[Pointing records]
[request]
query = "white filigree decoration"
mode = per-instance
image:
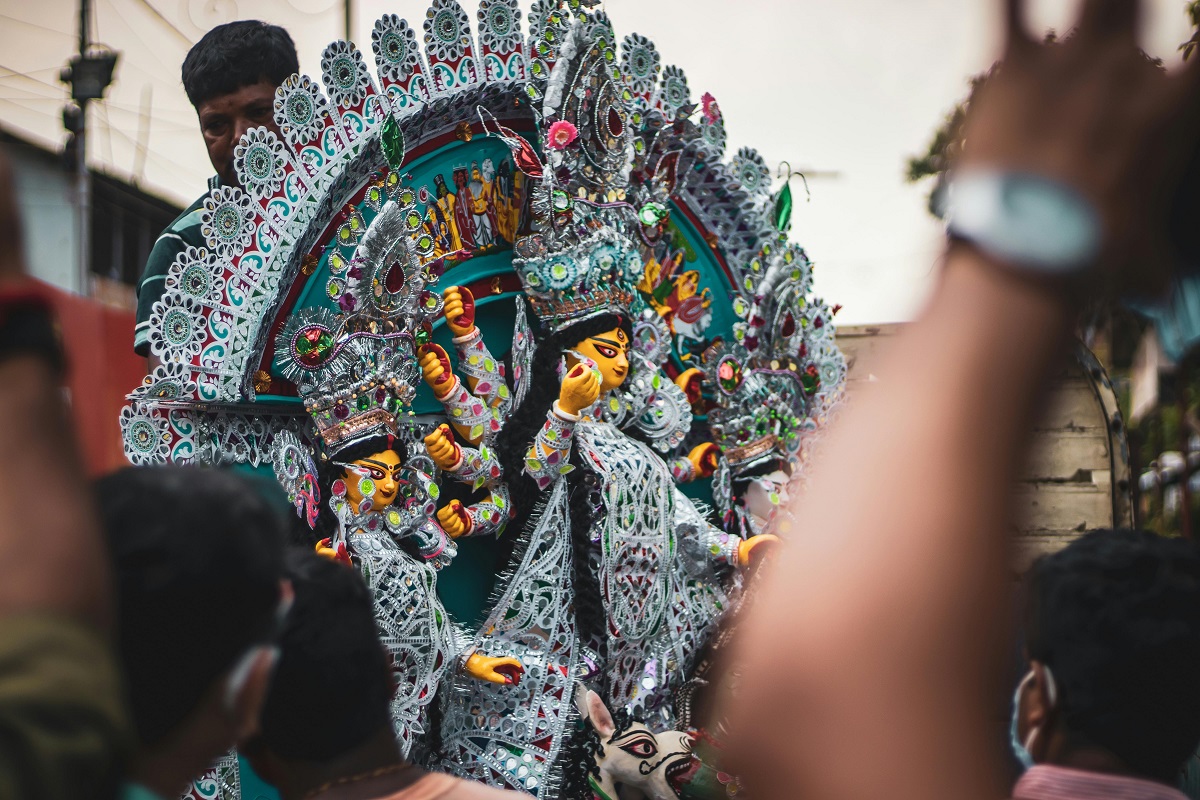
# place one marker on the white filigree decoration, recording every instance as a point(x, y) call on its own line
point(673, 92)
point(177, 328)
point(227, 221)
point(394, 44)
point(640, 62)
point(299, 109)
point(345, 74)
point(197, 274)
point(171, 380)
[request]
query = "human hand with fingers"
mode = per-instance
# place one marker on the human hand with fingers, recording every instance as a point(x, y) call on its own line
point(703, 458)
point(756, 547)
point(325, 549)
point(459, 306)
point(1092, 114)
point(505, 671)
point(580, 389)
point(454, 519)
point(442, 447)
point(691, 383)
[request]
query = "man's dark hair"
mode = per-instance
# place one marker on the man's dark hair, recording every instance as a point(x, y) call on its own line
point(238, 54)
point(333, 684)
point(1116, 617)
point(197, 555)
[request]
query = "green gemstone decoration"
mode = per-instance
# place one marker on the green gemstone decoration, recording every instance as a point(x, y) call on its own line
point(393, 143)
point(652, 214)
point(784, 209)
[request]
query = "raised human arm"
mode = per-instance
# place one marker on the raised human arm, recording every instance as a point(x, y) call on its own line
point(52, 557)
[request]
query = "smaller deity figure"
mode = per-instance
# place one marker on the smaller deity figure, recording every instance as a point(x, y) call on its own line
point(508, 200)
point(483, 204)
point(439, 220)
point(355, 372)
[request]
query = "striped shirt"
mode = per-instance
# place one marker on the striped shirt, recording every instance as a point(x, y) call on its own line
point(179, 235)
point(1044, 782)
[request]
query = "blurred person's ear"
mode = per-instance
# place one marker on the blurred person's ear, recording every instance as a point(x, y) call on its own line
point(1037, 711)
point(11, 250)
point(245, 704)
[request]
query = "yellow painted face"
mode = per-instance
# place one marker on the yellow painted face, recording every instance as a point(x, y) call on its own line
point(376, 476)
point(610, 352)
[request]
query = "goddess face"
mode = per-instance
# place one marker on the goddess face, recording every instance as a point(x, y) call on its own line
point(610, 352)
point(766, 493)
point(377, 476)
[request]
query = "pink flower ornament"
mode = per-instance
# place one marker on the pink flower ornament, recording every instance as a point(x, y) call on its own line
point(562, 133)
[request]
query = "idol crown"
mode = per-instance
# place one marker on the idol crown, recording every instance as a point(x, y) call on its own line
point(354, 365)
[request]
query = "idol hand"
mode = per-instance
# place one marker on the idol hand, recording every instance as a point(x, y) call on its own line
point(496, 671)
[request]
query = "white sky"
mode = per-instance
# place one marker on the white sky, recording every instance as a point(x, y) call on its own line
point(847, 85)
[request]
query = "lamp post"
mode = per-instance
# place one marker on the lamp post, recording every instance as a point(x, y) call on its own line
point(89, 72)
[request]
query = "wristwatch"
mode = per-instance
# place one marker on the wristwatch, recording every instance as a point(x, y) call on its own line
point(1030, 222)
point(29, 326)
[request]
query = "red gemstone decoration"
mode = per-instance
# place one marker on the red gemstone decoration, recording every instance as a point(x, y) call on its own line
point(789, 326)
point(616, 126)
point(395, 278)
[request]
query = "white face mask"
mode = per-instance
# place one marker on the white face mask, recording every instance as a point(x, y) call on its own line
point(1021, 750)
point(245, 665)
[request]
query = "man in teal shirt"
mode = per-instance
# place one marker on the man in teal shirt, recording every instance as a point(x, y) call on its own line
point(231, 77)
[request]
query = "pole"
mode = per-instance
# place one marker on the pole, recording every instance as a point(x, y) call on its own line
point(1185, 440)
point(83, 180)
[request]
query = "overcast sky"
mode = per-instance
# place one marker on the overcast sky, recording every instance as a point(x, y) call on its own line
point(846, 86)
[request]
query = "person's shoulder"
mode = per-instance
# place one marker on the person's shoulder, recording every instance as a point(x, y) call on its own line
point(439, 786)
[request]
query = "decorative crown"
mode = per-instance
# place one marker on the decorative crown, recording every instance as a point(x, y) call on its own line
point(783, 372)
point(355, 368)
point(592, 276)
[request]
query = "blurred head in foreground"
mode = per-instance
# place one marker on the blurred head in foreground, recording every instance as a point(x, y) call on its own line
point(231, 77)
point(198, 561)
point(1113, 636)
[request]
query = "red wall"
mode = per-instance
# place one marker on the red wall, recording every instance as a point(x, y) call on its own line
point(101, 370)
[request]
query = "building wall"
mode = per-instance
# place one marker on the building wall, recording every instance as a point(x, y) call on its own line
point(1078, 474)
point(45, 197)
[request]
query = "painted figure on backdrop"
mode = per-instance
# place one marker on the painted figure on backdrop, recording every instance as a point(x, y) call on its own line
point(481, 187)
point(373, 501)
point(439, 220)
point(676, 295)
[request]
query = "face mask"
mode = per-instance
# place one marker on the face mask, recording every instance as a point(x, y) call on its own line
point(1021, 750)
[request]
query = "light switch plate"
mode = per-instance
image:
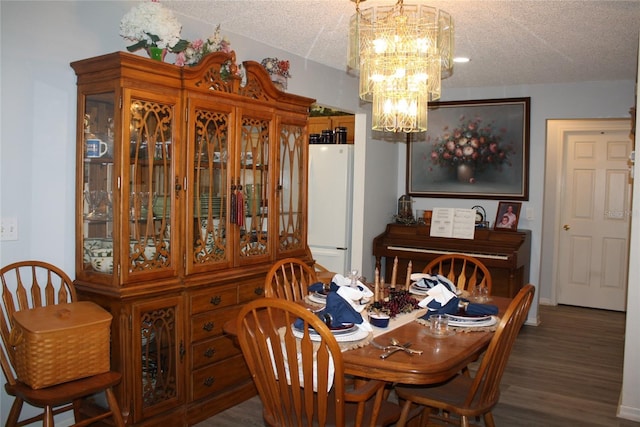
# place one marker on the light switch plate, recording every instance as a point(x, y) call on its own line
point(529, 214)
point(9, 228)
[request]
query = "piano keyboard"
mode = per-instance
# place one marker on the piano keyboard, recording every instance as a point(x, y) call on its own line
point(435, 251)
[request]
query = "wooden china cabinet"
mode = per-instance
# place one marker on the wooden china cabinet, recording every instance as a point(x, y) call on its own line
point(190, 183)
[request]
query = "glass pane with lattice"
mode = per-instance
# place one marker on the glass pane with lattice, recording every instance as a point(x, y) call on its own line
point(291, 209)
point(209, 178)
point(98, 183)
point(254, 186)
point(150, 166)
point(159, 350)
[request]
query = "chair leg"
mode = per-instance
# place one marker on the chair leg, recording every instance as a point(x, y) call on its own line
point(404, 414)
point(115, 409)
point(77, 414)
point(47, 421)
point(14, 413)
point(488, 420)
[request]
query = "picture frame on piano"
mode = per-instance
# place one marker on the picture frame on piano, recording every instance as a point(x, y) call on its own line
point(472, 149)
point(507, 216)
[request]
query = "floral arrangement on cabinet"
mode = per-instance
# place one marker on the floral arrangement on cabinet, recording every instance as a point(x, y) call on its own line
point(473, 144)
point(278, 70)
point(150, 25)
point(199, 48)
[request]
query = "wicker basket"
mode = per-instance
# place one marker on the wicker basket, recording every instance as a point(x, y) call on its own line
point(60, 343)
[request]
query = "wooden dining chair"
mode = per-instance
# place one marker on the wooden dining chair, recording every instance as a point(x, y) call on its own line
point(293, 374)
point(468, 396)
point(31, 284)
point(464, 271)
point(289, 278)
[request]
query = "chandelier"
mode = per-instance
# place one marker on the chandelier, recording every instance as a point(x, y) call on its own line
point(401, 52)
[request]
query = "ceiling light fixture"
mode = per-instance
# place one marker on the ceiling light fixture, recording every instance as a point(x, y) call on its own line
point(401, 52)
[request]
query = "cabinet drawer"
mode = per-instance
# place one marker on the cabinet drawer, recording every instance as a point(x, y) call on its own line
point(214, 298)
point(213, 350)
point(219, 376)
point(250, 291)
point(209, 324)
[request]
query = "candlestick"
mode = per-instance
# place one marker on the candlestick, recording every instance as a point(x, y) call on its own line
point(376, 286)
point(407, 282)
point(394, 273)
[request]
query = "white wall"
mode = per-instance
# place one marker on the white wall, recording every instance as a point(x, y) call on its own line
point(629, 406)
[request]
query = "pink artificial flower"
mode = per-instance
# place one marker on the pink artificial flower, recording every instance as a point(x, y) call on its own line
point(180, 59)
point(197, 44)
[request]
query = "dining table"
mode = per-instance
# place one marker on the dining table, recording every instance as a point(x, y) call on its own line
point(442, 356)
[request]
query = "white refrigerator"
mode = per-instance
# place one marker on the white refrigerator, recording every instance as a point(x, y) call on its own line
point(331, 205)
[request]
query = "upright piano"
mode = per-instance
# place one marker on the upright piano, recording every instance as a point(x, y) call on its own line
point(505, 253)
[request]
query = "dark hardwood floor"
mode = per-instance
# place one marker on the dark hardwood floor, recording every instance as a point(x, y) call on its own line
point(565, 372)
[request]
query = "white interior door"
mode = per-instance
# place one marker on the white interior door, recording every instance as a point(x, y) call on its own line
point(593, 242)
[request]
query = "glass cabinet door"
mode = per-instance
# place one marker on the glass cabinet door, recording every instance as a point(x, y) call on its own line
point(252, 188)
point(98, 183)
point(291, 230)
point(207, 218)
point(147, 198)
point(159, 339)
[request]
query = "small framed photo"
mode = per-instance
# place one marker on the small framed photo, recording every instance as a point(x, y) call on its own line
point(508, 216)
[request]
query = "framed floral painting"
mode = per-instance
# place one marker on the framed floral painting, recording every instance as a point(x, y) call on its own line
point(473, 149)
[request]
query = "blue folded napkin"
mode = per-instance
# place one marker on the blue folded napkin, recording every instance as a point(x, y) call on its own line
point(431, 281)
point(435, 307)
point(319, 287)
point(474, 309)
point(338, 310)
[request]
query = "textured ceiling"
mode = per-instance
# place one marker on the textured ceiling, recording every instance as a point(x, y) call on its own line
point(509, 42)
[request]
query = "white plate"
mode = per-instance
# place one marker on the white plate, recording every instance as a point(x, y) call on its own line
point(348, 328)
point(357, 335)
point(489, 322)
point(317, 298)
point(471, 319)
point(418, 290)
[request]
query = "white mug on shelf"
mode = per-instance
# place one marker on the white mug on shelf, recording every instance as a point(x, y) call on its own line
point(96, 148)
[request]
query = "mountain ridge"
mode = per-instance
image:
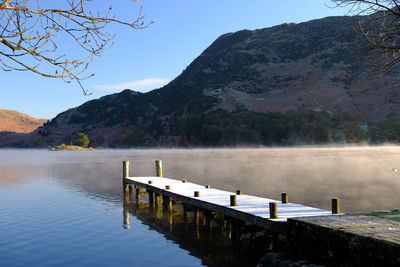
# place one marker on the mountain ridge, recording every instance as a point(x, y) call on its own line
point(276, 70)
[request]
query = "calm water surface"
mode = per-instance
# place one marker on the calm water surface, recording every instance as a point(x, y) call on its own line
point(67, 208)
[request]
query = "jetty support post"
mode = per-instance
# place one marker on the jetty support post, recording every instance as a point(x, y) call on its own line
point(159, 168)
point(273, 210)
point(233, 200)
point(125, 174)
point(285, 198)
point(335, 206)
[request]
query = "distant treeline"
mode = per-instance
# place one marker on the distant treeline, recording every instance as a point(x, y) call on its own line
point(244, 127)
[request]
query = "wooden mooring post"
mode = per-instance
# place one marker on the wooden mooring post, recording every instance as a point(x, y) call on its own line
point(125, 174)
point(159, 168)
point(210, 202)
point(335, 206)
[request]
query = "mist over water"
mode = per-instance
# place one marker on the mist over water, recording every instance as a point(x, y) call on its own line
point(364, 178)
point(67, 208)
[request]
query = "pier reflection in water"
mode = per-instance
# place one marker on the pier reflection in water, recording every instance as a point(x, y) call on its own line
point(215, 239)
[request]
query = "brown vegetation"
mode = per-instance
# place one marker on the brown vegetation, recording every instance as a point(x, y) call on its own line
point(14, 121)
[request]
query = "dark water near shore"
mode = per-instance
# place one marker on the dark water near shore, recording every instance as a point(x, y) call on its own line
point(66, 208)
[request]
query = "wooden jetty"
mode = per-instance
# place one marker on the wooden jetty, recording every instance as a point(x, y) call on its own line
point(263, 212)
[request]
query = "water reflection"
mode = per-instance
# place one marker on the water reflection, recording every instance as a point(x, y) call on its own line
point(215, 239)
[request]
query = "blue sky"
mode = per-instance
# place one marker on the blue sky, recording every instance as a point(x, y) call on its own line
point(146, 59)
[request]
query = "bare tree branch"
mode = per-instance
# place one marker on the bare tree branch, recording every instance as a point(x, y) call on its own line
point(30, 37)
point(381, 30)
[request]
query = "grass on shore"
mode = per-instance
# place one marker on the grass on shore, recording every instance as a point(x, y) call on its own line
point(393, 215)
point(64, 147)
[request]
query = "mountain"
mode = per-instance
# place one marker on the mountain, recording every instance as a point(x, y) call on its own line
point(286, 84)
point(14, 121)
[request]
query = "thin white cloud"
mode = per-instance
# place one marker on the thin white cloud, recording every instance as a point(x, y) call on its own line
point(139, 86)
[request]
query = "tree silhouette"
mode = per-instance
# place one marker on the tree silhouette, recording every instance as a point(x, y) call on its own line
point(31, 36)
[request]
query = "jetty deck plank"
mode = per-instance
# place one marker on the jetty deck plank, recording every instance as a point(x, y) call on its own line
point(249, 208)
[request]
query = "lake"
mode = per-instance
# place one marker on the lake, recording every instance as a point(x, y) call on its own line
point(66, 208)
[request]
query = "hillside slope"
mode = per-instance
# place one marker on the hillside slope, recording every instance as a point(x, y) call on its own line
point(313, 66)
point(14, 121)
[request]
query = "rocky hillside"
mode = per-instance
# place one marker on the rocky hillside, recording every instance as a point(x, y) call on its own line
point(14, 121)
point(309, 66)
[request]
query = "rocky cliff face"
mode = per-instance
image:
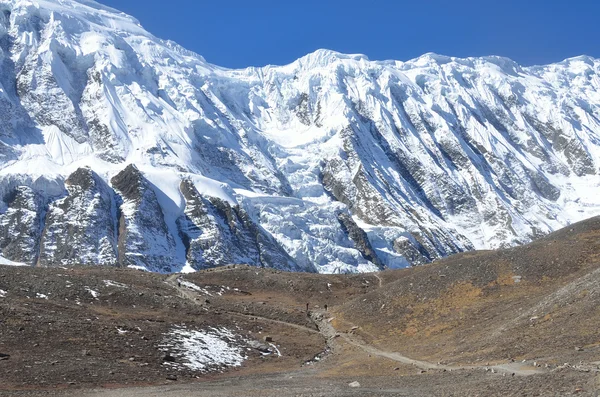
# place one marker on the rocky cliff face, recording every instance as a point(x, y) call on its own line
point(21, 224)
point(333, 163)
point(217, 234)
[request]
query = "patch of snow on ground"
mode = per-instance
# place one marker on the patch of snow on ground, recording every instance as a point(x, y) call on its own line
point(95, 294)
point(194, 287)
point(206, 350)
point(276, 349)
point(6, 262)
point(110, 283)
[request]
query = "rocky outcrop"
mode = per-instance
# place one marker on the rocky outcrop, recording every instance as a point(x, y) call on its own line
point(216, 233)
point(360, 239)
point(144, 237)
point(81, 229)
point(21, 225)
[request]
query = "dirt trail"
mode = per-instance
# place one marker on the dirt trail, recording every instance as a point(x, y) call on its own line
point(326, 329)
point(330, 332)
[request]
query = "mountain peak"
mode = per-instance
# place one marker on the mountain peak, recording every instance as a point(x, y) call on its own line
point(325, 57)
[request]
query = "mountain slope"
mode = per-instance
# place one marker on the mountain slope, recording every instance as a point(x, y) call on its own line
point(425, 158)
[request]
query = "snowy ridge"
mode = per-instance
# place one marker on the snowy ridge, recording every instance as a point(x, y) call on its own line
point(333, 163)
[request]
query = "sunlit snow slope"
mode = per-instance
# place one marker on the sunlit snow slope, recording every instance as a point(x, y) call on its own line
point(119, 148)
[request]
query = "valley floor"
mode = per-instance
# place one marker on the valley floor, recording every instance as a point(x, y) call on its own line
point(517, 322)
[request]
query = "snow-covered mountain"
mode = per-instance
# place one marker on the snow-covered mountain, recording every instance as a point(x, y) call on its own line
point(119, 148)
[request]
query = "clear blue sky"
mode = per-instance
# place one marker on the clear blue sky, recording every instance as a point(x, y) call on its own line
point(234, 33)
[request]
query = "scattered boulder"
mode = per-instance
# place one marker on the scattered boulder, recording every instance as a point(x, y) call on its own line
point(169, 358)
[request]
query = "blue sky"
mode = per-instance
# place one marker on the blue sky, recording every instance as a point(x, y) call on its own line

▶ [Written task]: Tally the lines in the rows above that contain the word "painted" and give only that number.

▶ [In response]: 4